## EXERCISE TEXT
# # # #

Six people, including five foreigners, face execution by firing squad in coming days in Indonesia, as the country's new president upholds a hard line on drug offenders.

The executions were announced Thursday by Indonesia's recently appointed Attorney General HM Prasetyo, who said in a statement that preparations for the executions were almost complete.

He said the executions had been scheduled after petitions for clemency to Indonesian President Joko Widodo were rejected late last month. Widodo had told a university audience he planned to reject the appeals for clemency he had received from drug offenders on death row.

The four men and two women to be executed hailed from Brazil, Malawi, Nigeria, the Netherlands, Vietnam and Indonesia, said Prasetyo.

Among them is Brazilian Marco Archer Cardoso Moreira, 53, who would be the first of his countrymen ever to be legally executed abroad, said Leonardo Monteiro, counselor at the Embassy of Brazil in Jakarta.

"The embassy of Brazil is doing its best to try to postpone the execution," he told CNN, saying it was scheduled for this weekend.

"We are trying everything we can through the proper channels."

# # # #

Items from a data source
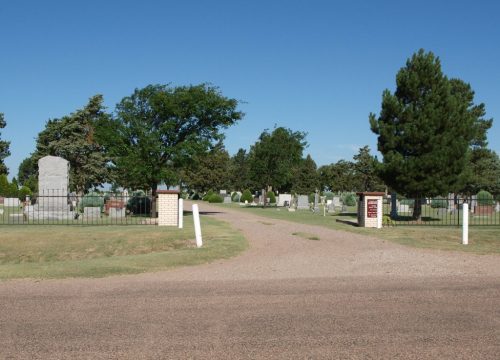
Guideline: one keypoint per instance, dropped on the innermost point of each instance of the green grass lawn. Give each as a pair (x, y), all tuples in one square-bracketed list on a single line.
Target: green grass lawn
[(58, 251), (482, 239)]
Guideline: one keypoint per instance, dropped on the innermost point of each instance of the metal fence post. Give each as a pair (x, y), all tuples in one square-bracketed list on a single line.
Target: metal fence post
[(465, 224)]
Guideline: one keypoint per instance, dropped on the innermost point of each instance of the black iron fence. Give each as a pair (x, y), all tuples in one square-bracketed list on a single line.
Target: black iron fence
[(441, 211), (55, 208)]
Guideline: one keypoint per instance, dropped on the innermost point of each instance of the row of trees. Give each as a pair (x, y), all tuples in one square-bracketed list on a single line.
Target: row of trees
[(276, 162), (430, 132)]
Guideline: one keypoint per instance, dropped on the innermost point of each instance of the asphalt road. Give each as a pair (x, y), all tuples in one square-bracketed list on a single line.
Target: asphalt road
[(322, 299)]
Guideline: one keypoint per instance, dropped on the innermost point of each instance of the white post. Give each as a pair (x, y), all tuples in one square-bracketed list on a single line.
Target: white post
[(181, 213), (197, 226), (465, 224)]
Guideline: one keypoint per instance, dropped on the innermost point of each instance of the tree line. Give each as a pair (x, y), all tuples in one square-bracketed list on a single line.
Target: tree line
[(431, 134)]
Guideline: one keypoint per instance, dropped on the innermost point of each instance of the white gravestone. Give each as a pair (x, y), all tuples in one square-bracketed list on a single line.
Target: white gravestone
[(52, 201), (303, 202)]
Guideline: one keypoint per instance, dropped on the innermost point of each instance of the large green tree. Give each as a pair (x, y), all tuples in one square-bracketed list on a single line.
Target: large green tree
[(274, 157), (306, 177), (365, 171), (159, 130), (4, 148), (425, 130), (73, 138)]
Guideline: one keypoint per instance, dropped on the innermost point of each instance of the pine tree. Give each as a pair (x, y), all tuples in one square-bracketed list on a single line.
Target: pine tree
[(72, 138), (4, 148), (425, 130)]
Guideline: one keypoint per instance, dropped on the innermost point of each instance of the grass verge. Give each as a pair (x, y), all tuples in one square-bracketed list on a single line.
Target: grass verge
[(482, 239), (96, 251)]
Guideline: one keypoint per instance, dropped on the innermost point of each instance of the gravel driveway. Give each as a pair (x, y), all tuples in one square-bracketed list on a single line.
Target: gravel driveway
[(344, 296)]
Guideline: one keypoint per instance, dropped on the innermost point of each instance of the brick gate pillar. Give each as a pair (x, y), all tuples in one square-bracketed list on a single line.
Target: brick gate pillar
[(370, 209), (168, 207)]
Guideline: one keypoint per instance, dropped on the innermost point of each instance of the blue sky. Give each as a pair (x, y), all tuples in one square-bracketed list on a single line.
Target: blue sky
[(313, 66)]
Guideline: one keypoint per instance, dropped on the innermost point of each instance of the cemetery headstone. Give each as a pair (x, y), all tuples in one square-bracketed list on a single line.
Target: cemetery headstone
[(303, 202), (316, 202), (282, 198), (52, 201), (92, 212), (116, 212)]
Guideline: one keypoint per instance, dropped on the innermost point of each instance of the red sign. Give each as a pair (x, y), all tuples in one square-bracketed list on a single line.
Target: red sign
[(371, 208)]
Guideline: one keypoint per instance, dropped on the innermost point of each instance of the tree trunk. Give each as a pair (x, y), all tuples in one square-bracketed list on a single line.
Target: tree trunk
[(417, 209)]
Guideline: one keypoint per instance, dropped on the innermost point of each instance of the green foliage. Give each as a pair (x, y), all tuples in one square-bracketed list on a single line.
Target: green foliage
[(235, 197), (409, 202), (208, 194), (328, 195), (4, 186), (274, 157), (365, 171), (426, 128), (92, 199), (23, 192), (306, 177), (439, 203), (72, 138), (139, 203), (246, 196), (158, 130), (27, 169), (485, 198), (4, 148), (215, 198), (348, 198), (484, 173)]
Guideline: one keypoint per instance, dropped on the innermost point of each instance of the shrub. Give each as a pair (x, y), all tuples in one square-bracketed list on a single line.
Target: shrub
[(246, 196), (23, 192), (207, 195), (439, 203), (92, 199), (409, 202), (235, 197), (272, 197), (139, 203), (348, 199), (215, 198), (484, 198), (328, 196)]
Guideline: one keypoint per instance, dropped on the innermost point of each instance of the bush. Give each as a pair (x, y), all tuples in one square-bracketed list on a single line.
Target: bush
[(439, 203), (139, 203), (409, 202), (348, 199), (207, 195), (484, 198), (235, 197), (92, 199), (215, 198), (23, 192), (246, 196), (328, 196)]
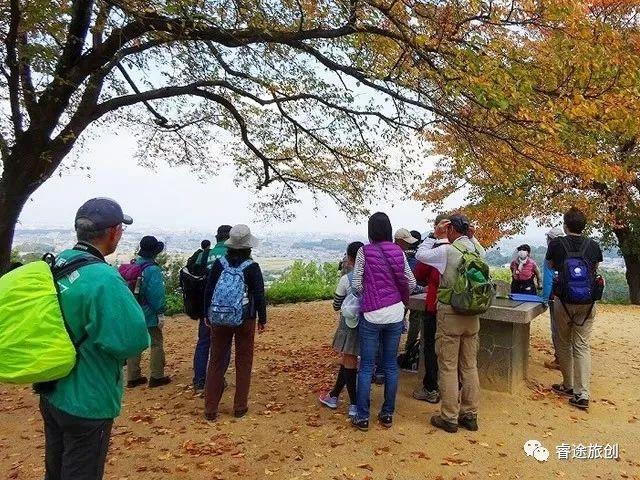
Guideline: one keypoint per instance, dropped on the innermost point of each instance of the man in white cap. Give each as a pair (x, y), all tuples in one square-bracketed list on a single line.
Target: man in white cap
[(547, 294)]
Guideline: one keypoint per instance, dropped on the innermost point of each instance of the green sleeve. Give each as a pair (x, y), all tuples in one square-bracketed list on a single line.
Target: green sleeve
[(117, 324), (154, 291)]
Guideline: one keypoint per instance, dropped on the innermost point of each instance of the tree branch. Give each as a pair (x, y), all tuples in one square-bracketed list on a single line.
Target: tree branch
[(13, 78)]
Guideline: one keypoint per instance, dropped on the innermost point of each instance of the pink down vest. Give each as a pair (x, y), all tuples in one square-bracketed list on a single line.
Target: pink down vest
[(384, 282)]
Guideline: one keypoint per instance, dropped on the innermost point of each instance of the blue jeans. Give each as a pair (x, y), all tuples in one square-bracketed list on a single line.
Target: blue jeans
[(201, 355), (370, 336)]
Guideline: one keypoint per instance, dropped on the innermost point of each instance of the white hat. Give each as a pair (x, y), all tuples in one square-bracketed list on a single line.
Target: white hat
[(555, 232), (240, 238), (404, 234)]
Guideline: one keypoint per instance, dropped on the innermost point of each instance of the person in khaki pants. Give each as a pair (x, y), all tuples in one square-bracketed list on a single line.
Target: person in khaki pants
[(456, 335), (573, 321), (152, 299)]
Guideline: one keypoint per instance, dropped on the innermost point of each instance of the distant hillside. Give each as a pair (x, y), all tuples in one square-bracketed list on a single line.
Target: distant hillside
[(326, 244)]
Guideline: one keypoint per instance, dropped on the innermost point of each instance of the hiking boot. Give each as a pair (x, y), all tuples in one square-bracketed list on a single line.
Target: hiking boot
[(385, 420), (469, 422), (581, 403), (560, 389), (137, 382), (328, 401), (240, 413), (212, 417), (439, 422), (424, 395), (360, 424), (159, 382), (552, 364)]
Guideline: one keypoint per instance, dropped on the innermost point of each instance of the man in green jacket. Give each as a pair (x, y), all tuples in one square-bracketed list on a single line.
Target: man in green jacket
[(203, 346), (107, 326), (152, 298)]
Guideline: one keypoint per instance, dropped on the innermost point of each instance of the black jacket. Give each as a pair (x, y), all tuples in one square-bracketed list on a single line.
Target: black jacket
[(255, 289)]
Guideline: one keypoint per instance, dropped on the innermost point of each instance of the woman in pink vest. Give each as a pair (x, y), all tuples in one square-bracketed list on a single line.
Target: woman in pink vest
[(382, 276), (525, 273)]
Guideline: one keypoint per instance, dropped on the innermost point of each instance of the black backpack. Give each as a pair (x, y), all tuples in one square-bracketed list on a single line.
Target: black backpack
[(410, 359), (193, 280)]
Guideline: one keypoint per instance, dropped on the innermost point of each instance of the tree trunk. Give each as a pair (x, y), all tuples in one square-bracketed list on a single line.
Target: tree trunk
[(11, 205), (631, 262)]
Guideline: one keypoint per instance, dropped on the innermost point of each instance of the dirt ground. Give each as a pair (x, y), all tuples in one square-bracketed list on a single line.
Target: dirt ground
[(162, 434)]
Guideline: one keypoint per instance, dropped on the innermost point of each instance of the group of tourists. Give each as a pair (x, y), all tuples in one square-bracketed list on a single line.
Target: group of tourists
[(390, 268), (112, 316)]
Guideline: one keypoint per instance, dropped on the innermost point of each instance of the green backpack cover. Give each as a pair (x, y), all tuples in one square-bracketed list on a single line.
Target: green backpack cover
[(473, 290), (34, 343)]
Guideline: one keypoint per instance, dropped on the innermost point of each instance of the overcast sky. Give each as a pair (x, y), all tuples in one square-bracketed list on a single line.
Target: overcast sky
[(173, 199)]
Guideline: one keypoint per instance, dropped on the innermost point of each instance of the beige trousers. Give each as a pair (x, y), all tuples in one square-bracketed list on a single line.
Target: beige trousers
[(573, 349), (457, 351), (156, 354)]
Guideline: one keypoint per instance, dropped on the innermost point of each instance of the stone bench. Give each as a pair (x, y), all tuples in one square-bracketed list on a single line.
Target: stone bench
[(503, 355)]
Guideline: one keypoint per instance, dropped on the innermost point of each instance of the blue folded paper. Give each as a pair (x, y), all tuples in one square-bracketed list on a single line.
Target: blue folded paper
[(523, 297)]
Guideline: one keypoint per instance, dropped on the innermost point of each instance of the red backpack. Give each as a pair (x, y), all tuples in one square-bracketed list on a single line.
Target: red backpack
[(132, 274)]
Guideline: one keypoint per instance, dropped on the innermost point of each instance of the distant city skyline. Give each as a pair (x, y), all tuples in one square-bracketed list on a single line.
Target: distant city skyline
[(173, 199)]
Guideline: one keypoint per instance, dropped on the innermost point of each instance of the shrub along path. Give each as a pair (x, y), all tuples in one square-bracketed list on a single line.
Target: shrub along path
[(163, 435)]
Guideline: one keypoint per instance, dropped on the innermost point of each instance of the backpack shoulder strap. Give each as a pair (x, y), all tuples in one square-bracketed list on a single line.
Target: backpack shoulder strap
[(73, 265), (245, 264), (205, 257)]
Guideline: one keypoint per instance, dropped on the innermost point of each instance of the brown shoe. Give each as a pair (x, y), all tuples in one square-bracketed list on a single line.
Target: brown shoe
[(439, 422), (137, 382), (552, 365), (159, 382)]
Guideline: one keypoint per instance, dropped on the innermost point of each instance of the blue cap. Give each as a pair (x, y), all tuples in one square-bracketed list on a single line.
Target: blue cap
[(103, 213)]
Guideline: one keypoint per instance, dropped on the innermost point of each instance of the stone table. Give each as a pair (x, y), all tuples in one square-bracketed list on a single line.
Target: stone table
[(503, 355)]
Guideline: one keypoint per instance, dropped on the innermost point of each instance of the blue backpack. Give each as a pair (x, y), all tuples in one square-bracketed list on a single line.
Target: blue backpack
[(576, 278), (228, 302)]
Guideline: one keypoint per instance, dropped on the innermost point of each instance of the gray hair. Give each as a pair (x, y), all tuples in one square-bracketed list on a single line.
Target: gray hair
[(86, 230)]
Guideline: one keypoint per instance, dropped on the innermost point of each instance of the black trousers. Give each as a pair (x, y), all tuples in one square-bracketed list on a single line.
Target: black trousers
[(75, 448), (430, 380)]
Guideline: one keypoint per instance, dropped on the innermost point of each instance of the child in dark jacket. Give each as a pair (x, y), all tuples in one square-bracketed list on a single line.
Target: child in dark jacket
[(345, 341)]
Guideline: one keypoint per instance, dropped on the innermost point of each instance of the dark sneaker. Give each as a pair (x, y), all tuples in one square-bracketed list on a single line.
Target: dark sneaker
[(581, 403), (560, 389), (385, 420), (137, 382), (240, 413), (469, 422), (159, 382), (424, 395), (439, 422), (362, 425)]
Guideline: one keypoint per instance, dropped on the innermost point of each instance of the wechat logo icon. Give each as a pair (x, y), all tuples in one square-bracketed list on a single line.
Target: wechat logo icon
[(533, 448)]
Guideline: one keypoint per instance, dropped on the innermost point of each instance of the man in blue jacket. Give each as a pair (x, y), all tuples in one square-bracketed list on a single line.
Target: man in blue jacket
[(152, 299)]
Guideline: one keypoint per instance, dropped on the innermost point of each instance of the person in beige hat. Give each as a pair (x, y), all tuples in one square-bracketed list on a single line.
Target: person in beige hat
[(408, 243), (232, 310)]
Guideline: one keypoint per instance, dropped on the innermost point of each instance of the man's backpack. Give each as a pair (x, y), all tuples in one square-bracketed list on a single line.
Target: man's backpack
[(473, 290), (193, 280), (576, 282), (229, 296), (132, 274), (410, 359), (35, 341)]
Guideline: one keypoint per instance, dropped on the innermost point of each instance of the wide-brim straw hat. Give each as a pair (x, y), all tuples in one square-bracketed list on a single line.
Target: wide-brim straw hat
[(240, 237)]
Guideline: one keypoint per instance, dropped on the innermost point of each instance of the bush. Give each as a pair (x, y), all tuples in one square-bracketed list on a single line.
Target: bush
[(304, 282), (175, 305), (616, 290)]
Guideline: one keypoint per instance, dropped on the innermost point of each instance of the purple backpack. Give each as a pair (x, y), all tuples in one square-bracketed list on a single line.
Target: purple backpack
[(132, 274)]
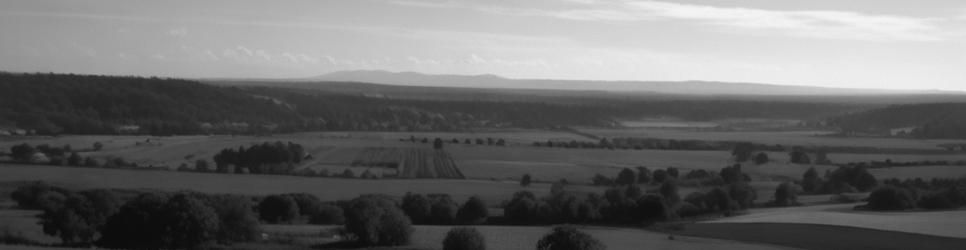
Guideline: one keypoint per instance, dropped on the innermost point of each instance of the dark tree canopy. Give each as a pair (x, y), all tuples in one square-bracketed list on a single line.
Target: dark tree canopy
[(464, 238), (473, 212), (376, 221), (569, 238)]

# # # #

## TASKS AND EXERCISES
• a. Translate this sentence from the article on the Indonesian executions into Spanish: "The four men and two women to be executed hailed from Brazil, Malawi, Nigeria, the Netherlands, Vietnam and Indonesia, said Prasetyo."
• b. Please carry on the article on the Indonesian executions from its last sentence above.

## ANSWERS BY ITEM
• a. Los cuatro hombres y las dos mujeres que serán ejecutados procedían de Brasil, Malaui, Nigeria, los Países Bajos, Vietnam e Indonesia, dijo Prasetyo.

• b.
Brazil does not have the death penalty on its books, he said.

The condemned man had been in jail since 2003, after having been caught at Jakarta airport with 13 kilograms of cocaine, he said.

Sentenced to death in 2004, he lodged a petition for clemency in 2010, according to a statement from the Attorney General's office.

Also sentenced to death are the two Australian ringleaders of the so-called "Bali Nine" ring, arrested in 2005 with more than 8 kg of heroin.

Human rights groups have slammed the executions, calling for them to be stopped.

"Tackling rising crime rates is a legitimate goal of President Widodo's administration, but the death penalty is not the answer and does not work as a deterrent to crime," said Rupert Abbott, Amnesty International's research director for Southeast Asia and the Pacific.

Phelim Kine, deputy director of Human Rights Watch's Asia division, accused Indonesia of double standards in lobbying to prevent the execution of its nationals overseas, but refusing requests by the Brazilian government to extradite Moreira, enabling him to serve out his sentence in his home country.

Indonesia, which has extremely strict drug laws, carries out executions by firing squad.

The country resumed executions in 2013 after a four year break, but no executions were carried out in 2014.